▶ [ТЕКСТ ДЛЯ ЧТЕНИЯ]
== == ==
Пушкин — Евтюшкин…

Праздный образ жизни толкает
человека на крайности и излишества. Человек начинает ходить на спектакли как
уток стрелять – дуплетами. Он стремится к прекрасному и неизведанному, качает с
торрентов десятки гигов «культовых» картин, до которых не мог дотянуться ранее.
В результате — разлив жёлчи и смех иностранных разведок.

Некоторые образчики признанного и
награжденного творчества представляются мне если не вредными, то просто
тягостными, ненужными и болезненными как завинчивание шурупа в собственную
ляжку. До такой степени, что даже дегенеративная эстетика Ерофеева на их фоне –
блистательна и оправданна.

С Ерофеева, собственно, в этот
раз и понеслось. Ерофеева давали в учебном театре ГИТИСа. Академические коридоры заведения
украшены сетчатыми кроватями без матрацев, на которых в живописных позах и
широких штанах валяются волосатые юноши, из-за раскрытых книг оценивающие
производимый ими эффект. Несмотря на юношей, «Москва – Петушки» тут хороши
настолько, что юные и слабые на голову девушки в зрительном зале прощаются с остатками
рассудка и их приходиться просить гоготать потише. Что-то подсказывает, что
гоготуньи – из тех, которых автор настойчиво просил пропустить главу «Серп и
молот – Карачарово» не читая, поскольку за фразой «и немедленно выпил» следует
полторы страницы чистейшего мата, а во всей этой главе нет ни единого
цензурного слова, за исключением фразы «и немедленно выпил», но которые вопреки
добросовестным уведомлениям, сразу хватались за главу «Серп и молот –
Карачарово», даже не читая предыдущих глав, даже не прочитав фразы «и
немедленно выпил». 

Надо отдать справедливость
гитисовцам – никто матерщину не выпячивал и ее в постановке не больше, чем в
поэме, а даже наоборот. Кроме того, почти дословно переданная ерофеевская
околесица выстроена в законченную историю, за рваными и грязными кружевами
которой видна горькая жизнь одинокого человека. Чувак несет в себе все прошлое
человечества, его наглый разум дотягивается до высших сфер, но это слишком
тяжелый багаж, чтобы таскать его по подмосковным электричкам. Среди осколков
сумбура сверкают истинные перлы, как история женщины с трудной судьбой.
Прекрасная в первоисточнике, на сцене она просто выносила мозг.
== == ==
▶ [ПРЕДОСТАВЛЕННЫЕ ЗАПИСИ]
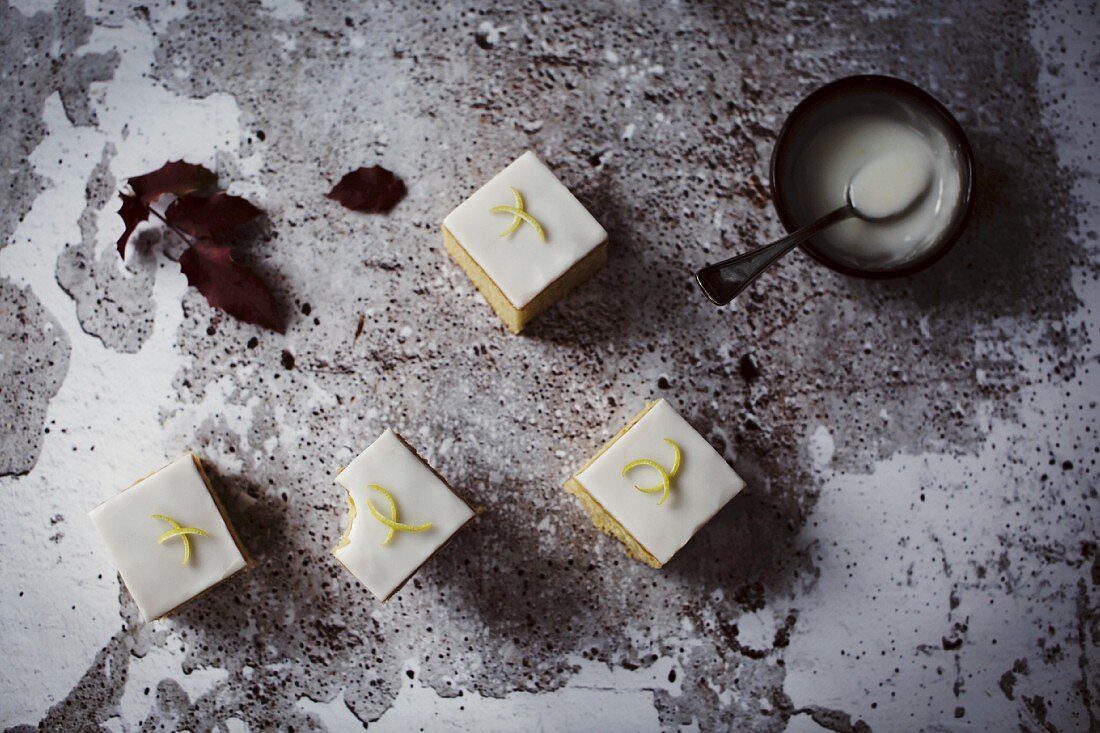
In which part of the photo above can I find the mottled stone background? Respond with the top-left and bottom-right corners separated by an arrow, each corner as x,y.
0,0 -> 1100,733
== == ==
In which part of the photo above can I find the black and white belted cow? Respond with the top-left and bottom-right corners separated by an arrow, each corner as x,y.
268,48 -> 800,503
== == ==
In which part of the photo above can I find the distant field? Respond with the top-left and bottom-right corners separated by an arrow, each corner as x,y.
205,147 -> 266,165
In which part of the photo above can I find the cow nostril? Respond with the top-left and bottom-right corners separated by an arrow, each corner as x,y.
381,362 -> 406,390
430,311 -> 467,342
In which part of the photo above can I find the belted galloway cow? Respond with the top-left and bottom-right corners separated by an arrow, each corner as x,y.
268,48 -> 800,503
== == ==
▶ [УСЛОВИЯ ЗАДАНИЯ]
1. Ответьте на вопросы по тексту о постановке «Москва – Петушки»:
(а) С чем сравнивается то, как человек начинает ходить на спектакли?
(б) В каком театре давали Ерофеева?
(в) Какую главу автор настойчиво просил пропустить не читая?
2. Воспроизведите без изменений фрагмент текста о постановке «Москва – Петушки» от слов «В результате —» вплоть до слов «блистательна и оправданна.» включительно.

▶ [ОТВЕТЫ К ЗАДАНИЯМ]
1.
(а) С тем, как стреляют уток, то есть дуплетами.
(б) В учебном театре ГИТИСа.
(в) Главу «Серп и молот – Карачарово».

2.
В результате — разлив жёлчи и смех иностранных разведок.

Некоторые образчики признанного и
награжденного творчества представляются мне если не вредными, то просто
тягостными, ненужными и болезненными как завинчивание шурупа в собственную
ляжку. До такой степени, что даже дегенеративная эстетика Ерофеева на их фоне –
блистательна и оправданна.